In Grade 12, there was this out trip that we all participated in.  It was a several day canoe and portage adventure trip up in Killarney National Park and it was meant to be a fun, team-building, learning experience.  It was also somewhat of a survival experience and, for me, a challenge to remain positive and friendly no matter what the weather was doing.

The preparatory meetings began.  ‘All grade 12s going on the Out Trip with Mrs Ducky, report to classroom 105 for a planning meeting’.  All of us gathered from the four corners of the school.  We found a seat and glanced around.  The atmosphere in the room was palpable with hormones, comparisons and expectation of fun to come.  Mrs Ducky ensured that each of the forty or so of us made contributions to the planning.  What needs to be packed.  How to pack it (in plastic bags just in case it rains).  What to expect (an arduous journey) and the timings and itinerary for the trip, including car pooling and who would be in each canoe.

When we finally got up to Killarney National Park, we were ready for the adventure ahead.  We piled into our crafts and were told to stick together, lest we get lost.  Mrs Ducky and Mr Watson should remain within site, they told us.  It was huge water surrounded by vast wilderness and craggy rocks and with many inexperienced canoeists, anything could happen.

Poor Sue (the same guy from ‘Fun and Foibles At The Camp‘ went in the drink just off shore.) He was with a couple of classmates who didn’t know how to balance the canoe while trying to switch places.  Over they went. Sue’s sleeping bag remained wet for the whole trip.  Gotta ask yourself, ‘What happened to the plastic bag for it, Sue?’  Years later Sue joined the Army.  He learned a ton about survival and staying dry then.

Anyway, the trip was magical.  We canoed, we raced, we sang, we splashed and we teased each other.  Sue even demonstrated gunnel-bobbing just off shore of one of our sites.  At times it rained horribly and at times the sun peaked out to shine on the motley, rag tag crew that we were.  We had several portages that we would tell each other was, ‘only five football fields long’ – helping mentally to push through it and get ‘er done.

One day, while making lunch for the group, Mrs Ducky squealed at Mike to stop eating the bread rolls.  He looked up with cheeks stuffed full like a chipmunk and pointing a sausage-shaped finger at his chest tried to say, “Who me?”  Those in ear-shot giggled at this even though it would mean we would be short for supper.  The food was strictly rationed and Mike was this lumbering, big guy with fuzzy black hair and so funny.

At another site that lent itself to bathing, a few of us actually went for a swim and washed our hair.  I was one of them, being so used to this kind of thing at the camp all my life.  The water was so pure and clean and felt like silk as I dove in.  The water in the lakes up there in Northern Ontario parks was so pure in those days (1985) that for drinking water, we were all instructed to bring a melmac or metal mug on a carabiner that should be hooked to our waistband.  With it, we would simply scoop water out of the lake and drink it down as we paddled, or at any time on the trip.  No bottled water.  No tanks of water.  No filter, pump or drops. Just lake water.  No one got sick.

A few of my classmates were quite miserable on this trip and I felt badly for them.  They didn’t have the experience in nature that I had been so fortunate to have.  They didn’t want to squat in the woods or to walk barefoot into the water or sleep with camp-fire smoked hair.  It was a foreign place, nature.  They were home-sick.

▸ DATA SHOWN
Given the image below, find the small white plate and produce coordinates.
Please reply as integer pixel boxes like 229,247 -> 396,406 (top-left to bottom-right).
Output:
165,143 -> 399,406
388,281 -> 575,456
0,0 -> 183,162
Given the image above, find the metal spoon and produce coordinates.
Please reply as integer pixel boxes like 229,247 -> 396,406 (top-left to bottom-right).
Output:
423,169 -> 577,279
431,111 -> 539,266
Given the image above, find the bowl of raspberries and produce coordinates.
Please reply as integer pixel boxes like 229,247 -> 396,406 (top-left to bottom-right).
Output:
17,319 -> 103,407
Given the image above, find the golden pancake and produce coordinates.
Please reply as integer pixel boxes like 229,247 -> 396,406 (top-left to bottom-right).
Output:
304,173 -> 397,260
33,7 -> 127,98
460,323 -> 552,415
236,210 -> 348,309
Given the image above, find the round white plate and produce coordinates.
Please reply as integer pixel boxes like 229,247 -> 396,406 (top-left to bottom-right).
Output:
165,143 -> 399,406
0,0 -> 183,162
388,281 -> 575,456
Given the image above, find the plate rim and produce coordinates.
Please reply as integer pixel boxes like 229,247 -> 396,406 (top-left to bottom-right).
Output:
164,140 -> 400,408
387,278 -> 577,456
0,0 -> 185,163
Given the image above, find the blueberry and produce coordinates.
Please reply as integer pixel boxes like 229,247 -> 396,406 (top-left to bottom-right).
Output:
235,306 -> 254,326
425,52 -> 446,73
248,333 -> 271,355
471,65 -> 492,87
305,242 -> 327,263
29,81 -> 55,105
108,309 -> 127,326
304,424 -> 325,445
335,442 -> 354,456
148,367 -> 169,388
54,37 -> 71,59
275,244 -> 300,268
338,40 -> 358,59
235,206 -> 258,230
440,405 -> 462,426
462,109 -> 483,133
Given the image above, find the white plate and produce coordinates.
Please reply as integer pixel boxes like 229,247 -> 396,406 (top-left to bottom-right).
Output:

▸ TASKS AND EXERCISES
1 - List every person the canoe trip account mentions by name.
2 - From the records, copy the lines starting with the line containing "Given the image above, find the round" and going on through the line containing "0,0 -> 185,163".
The text and the records have no connection to each other.

▸ RESPONSES BY TASK
1 - Mrs Ducky, Mr Watson, Sue, Mike

2 -
Given the image above, find the round white plate and produce coordinates.
Please reply as integer pixel boxes like 229,247 -> 396,406 (top-left to bottom-right).
Output:
165,143 -> 399,406
0,0 -> 183,162
388,281 -> 575,456
Given the image above, find the plate rim and produce coordinates.
Please reply as integer pixel boxes like 229,247 -> 396,406 (top-left to bottom-right).
Output:
164,140 -> 400,408
387,278 -> 577,456
0,0 -> 185,163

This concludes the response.